Text to read:
-=-=-=-=-
DD API Operations¶
-
models.domain_discovery_model.
random
() → x in the interval [0, 1).¶
Acquire Content¶
-
class
models.domain_discovery_model.
DomainModel
[source]¶ -
queryWeb
(terms, max_url_count=100, session=None)[source]¶ Issue query on the web: results are stored in elastic search, nothing returned here.
- Parameters:
- terms (string): Search query string max_url_count (int): Number of pages to query. Maximum allowed = 100 session (json): should have domainId
- Returns:
- None
-
uploadUrls
(urls_str, session)[source]¶ Download pages corresponding to already known set of domain URLs
- Parameters:
- urls_str (string): Space separated list of URLs session (json): should have domainId
- Returns:
- number of pages downloaded (int)
-=-=-=-=-
Short problem 1: Return every line of the listing that contains the string "Target", treating uppercase and lowercase letters as different.
The API documentation and the listing are unrelated to each other.
-=-=-=-=-
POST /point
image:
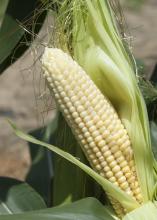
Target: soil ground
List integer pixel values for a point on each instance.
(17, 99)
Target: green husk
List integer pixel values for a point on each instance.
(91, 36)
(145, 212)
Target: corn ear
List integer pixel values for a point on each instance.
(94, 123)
-=-=-=-=-
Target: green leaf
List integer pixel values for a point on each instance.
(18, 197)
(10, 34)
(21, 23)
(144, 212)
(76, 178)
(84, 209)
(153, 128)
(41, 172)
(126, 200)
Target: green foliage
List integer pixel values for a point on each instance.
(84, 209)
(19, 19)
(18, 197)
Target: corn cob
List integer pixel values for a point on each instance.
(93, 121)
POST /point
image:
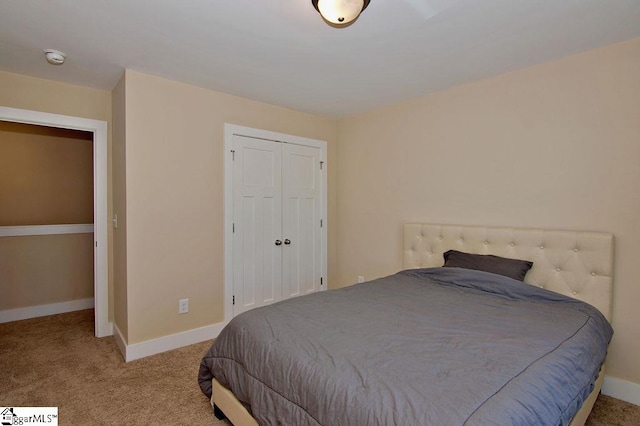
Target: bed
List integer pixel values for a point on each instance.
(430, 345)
-=-=-=-=-
Short problem 2: According to the API documentation, what does the uploadUrls operation return?

Answer 1:
Target: soil ground
Target: green husk
Target: corn ear
Target: green leaf
Target: green foliage
Target: corn cob
Target: bed

Answer 2: The number of pages downloaded, as an int.